■ Task goal
Give back the full material, exactly as it reads.

■ Entries
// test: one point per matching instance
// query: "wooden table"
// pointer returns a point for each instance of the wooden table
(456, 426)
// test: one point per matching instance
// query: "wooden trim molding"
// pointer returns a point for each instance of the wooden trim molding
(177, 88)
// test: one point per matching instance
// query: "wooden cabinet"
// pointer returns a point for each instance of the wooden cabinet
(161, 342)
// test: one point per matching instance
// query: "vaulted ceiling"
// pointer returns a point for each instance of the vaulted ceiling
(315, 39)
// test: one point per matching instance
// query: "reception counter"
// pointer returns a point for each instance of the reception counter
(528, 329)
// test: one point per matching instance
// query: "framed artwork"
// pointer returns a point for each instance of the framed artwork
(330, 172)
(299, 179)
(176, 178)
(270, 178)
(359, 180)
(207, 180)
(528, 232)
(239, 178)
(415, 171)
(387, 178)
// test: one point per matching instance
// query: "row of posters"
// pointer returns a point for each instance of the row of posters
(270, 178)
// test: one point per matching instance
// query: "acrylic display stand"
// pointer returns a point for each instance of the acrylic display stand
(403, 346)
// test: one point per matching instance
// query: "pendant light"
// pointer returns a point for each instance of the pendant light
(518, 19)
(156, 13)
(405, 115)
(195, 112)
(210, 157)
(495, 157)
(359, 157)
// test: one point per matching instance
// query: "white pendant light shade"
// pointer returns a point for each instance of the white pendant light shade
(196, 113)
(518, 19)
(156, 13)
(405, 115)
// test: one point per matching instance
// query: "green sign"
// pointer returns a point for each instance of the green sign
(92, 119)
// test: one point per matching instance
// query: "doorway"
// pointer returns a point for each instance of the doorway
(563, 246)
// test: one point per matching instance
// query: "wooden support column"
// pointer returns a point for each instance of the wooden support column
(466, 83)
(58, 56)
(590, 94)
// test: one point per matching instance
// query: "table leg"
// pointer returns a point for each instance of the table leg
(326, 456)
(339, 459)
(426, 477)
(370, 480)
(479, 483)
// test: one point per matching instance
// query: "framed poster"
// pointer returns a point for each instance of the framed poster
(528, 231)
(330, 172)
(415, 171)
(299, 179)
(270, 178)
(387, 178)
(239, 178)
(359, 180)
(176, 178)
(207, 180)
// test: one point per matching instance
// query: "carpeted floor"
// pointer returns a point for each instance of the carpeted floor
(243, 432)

■ Exercise response
// test: one point per matching instance
// query: "wooden table"
// pointer returns a point for each instance of the wooden table
(456, 426)
// test: one point per matching instance
// query: "wooden trim molding"
// pointer returns a point for each instance of the wooden trim molding
(177, 88)
// test: one point per matching instance
// query: "wooden cabinet"
// pointer returns a point for each instance of the wooden cabinet
(161, 342)
// test: one point per matching instance
// query: "vaulted ceiling"
// pointer returns a point for each instance of the vaulted ceiling
(315, 39)
// test: one point per matching instance
// query: "reception counter"
// pointer returns a point for each instance of the reception counter
(528, 329)
// test: one point per matching instance
// query: "framed artwork"
// pointer returns a point for each instance of the framed artwork
(330, 172)
(299, 179)
(176, 178)
(270, 178)
(359, 180)
(207, 180)
(528, 232)
(239, 178)
(415, 171)
(387, 178)
// test: one point per matching instance
// query: "row of posters"
// pointer returns a point for each instance of the row of posters
(270, 178)
// test: one point per matching instance
// query: "acrylic display stand"
// pointer returns a point for each instance of the acrylic display stand
(403, 346)
// test: one point per matching instance
// query: "pendant light"
// pointer returns a point for each instance of the pendant light
(518, 19)
(156, 13)
(405, 115)
(195, 112)
(210, 157)
(495, 157)
(359, 157)
// test: one point per matching instance
// query: "white pendant light shade"
// pointer returns a point for each instance of the white pendant light shade
(196, 113)
(518, 19)
(156, 13)
(405, 115)
// test: one point per matching instance
// query: "green sign"
// pointer returns a point for each instance of the green sign
(92, 119)
// test: one point per matching instance
// query: "doorway"
// pointer returns a point for each instance of the doorway
(563, 246)
// test: one point per matching instance
// query: "wooden support column"
// pointer returns a point for each instance of the wooden support column
(466, 83)
(58, 56)
(590, 94)
// test: one point per matching instance
// query: "table leg"
// pointer returns a point for each instance of the table leg
(326, 456)
(339, 459)
(426, 477)
(370, 480)
(479, 483)
// test: one point per matching instance
// query: "framed poster"
// pointer returns a point for each instance of the framed poster
(528, 231)
(330, 172)
(415, 171)
(299, 179)
(270, 178)
(387, 178)
(239, 178)
(359, 180)
(176, 178)
(207, 180)
// test: one point per matching instance
// query: "carpeted floor"
// pointer returns a point for each instance of the carpeted floor
(243, 432)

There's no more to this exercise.